Problem description: All of the data should be restated exactly as it stands.

Point localization data
--- START ---
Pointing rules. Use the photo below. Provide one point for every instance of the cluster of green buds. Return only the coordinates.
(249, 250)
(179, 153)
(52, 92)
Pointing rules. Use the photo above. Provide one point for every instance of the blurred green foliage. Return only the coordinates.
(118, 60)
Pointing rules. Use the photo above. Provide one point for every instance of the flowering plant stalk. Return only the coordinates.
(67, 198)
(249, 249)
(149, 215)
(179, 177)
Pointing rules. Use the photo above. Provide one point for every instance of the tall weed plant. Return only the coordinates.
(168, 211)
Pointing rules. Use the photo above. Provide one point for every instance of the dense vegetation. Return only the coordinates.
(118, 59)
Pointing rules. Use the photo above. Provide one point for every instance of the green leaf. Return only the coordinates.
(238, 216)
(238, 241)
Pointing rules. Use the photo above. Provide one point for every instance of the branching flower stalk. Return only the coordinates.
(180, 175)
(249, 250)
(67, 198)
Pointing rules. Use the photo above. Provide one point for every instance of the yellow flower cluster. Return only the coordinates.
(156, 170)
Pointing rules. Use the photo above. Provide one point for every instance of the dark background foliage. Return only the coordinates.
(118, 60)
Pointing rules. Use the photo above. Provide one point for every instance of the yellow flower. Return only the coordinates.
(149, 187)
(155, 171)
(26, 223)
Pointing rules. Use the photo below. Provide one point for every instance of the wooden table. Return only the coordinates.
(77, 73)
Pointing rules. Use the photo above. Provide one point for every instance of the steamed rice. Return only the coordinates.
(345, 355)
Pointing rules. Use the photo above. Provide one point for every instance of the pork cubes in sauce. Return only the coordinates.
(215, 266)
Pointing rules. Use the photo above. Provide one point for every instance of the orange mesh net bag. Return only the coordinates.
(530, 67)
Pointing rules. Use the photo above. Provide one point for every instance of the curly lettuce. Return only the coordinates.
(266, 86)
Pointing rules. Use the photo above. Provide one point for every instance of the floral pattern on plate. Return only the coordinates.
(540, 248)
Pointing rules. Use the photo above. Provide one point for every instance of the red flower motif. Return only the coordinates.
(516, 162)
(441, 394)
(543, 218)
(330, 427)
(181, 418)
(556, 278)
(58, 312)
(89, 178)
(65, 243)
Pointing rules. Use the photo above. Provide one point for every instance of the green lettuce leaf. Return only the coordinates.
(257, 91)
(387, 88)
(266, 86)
--- END ---
Task response:
Pointing rules. Use the photo below. Provide one point for every instance of the cluster of green buds. Return only the coordinates.
(249, 250)
(179, 153)
(52, 92)
Pointing rules. Use the photo above. Provide one point for every instance of the blurred green foliage. Return only the coordinates.
(118, 60)
Pointing rules. Use the photo above. Provide one point for every instance of the flowering plant stalk. Return only the coordinates.
(67, 198)
(249, 249)
(149, 215)
(179, 177)
Pointing rules. Use the photo above. Provide one point for every instance of the tall weed plant. Return only the coordinates.
(168, 211)
Pointing rules. Use the photo above. Provide one point for every instance of the dense vegetation. Return only the coordinates.
(118, 59)
Pointing rules. Use the photo above. Provide one point for every instance of the green leaf. Return only the coordinates.
(238, 216)
(238, 241)
Pointing rules. Use the photo above. Provide one point for every instance of the branching flower stalk. Return only the coordinates.
(180, 175)
(249, 250)
(67, 198)
Pointing rules. Use the photo above. Provide one point for every instance of the yellow flower cluster. Return only the coordinates.
(156, 170)
Pointing rules. Use the photo above. Provide one point for every instance of the dark background foliage. Return only the coordinates.
(118, 60)
Pointing rules. Use the photo above. Provide one point for every instance of the yellow flower. Return only the coordinates.
(149, 187)
(155, 171)
(26, 223)
Pointing rules. Use the photo below. Provide one point for every instance of the wooden table. Return only the coordinates.
(77, 73)
Pointing rules. Use the photo above. Provide one point for every instance of the steamed rice. Return only the coordinates.
(345, 355)
Pointing rules. Use the photo above. Provide one point for every instance of the pork cubes in sauce. Return only the coordinates.
(215, 266)
Pointing rules. Use the photo above. Provide one point for every instance of the orange mesh net bag. Return only the coordinates.
(530, 67)
Pointing rules. Use the photo above. Provide one point for every instance of the curly lettuce. Return only the coordinates.
(266, 86)
Pointing rules. Use the photo above. Provide one point for every instance of the floral pattern on plate. Return only the coordinates.
(540, 248)
Pointing rules. Use the photo above. Provide one point for every instance of the red flower motif. Return only the coordinates.
(516, 162)
(441, 394)
(543, 218)
(330, 427)
(181, 418)
(556, 278)
(58, 312)
(89, 178)
(65, 243)
Pointing rules. Use the photo above. Provide one point for every instance of the green lettuce leaf. Return only the coordinates.
(257, 91)
(387, 88)
(266, 86)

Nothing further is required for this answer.